## Begin Text

These are the days of crazy weather, very colorful. We had rainy-clouds-grey two days ago, sunny-bright-yellow the day after and desert-sand-red the day after that. But it is warmer generally and the nights are beautiful with a bright moon when you can see it thru the clouds or sand. The moon started waning now and getting closer to that scary “dark of the moon” phase. Most people think if anything is going to happen this month it will start during the darkest nights. We’ll see.
In Baghdad and other cities in Iraq people are busy welcoming the Hajis back from their trip. Cars with green and white flags drive the new Hajis around the city and their houses have the same flags on them. The people who went to Mecca in coaches take quite some time to get back to Baghdad. The funny thing is that even the people who traveled in airplanes are only arriving now. Some of them slept for three nights in airports until they got their chartered flights, and the Saudi government rather has the Iraqis in the airports than roaming. Now we have to go thru the “haj mabrur – blessed haj” games, everybody visiting everybody else, and they give you these little thimbles of water from Zamzam, which is supposed to have some sort of healing and purifying effects on the soul or whatever. People, I want to be the person who does the documentary showing that the Saudi government has been extending the life of that well by adding _tap water_ to it. Some hajis who see me smile when they are giving these little bottles of blessed water as presents decide that a praying rug would be better, they will have to start me on the road to redemption in the first place and the flying carpet from Mecca will be my fast track to Jennah (heaven). My blasphemous ranting aside, becoming a Haj is a big deal. It is an exhausting couple of weeks and anybody who commits him/herself to such an ordeal has at least earned the right to get a special name, and Haji has a nice ring to it. I, personally, have decided to go to Mecca as late in my life as possible, you see if the “Tabula rasa” part of the Haj is right and there is a “god” it makes sense to live life like a pig then go purify your soul in Mecca and live your last days like a saint. I have it all worked out, that is my contingency plan for the remote possibility of the existence of a deity.

## End Text
## Begin Data section

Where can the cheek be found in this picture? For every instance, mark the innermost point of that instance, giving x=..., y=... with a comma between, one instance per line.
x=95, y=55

## End Data section

Instructions to follow:
Quote the whole account of the weather and the returning Hajis in Baghdad, word for word. These lines were taken from a separate source.

Worked answer:
These are the days of crazy weather, very colorful. We had rainy-clouds-grey two days ago, sunny-bright-yellow the day after and desert-sand-red the day after that. But it is warmer generally and the nights are beautiful with a bright moon when you can see it thru the clouds or sand. The moon started waning now and getting closer to that scary “dark of the moon” phase. Most people think if anything is going to happen this month it will start during the darkest nights. We’ll see.
In Baghdad and other cities in Iraq people are busy welcoming the Hajis back from their trip. Cars with green and white flags drive the new Hajis around the city and their houses have the same flags on them. The people who went to Mecca in coaches take quite some time to get back to Baghdad. The funny thing is that even the people who traveled in airplanes are only arriving now. Some of them slept for three nights in airports until they got their chartered flights, and the Saudi government rather has the Iraqis in the airports than roaming. Now we have to go thru the “haj mabrur – blessed haj” games, everybody visiting everybody else, and they give you these little thimbles of water from Zamzam, which is supposed to have some sort of healing and purifying effects on the soul or whatever. People, I want to be the person who does the documentary showing that the Saudi government has been extending the life of that well by adding _tap water_ to it. Some hajis who see me smile when they are giving these little bottles of blessed water as presents decide that a praying rug would be better, they will have to start me on the road to redemption in the first place and the flying carpet from Mecca will be my fast track to Jennah (heaven). My blasphemous ranting aside, becoming a Haj is a big deal. It is an exhausting couple of weeks and anybody who commits him/herself to such an ordeal has at least earned the right to get a special name, and Haji has a nice ring to it. I, personally, have decided to go to Mecca as late in my life as possible, you see if the “Tabula rasa” part of the Haj is right and there is a “god” it makes sense to live life like a pig then go purify your soul in Mecca and live your last days like a saint. I have it all worked out, that is my contingency plan for the remote possibility of the existence of a deity.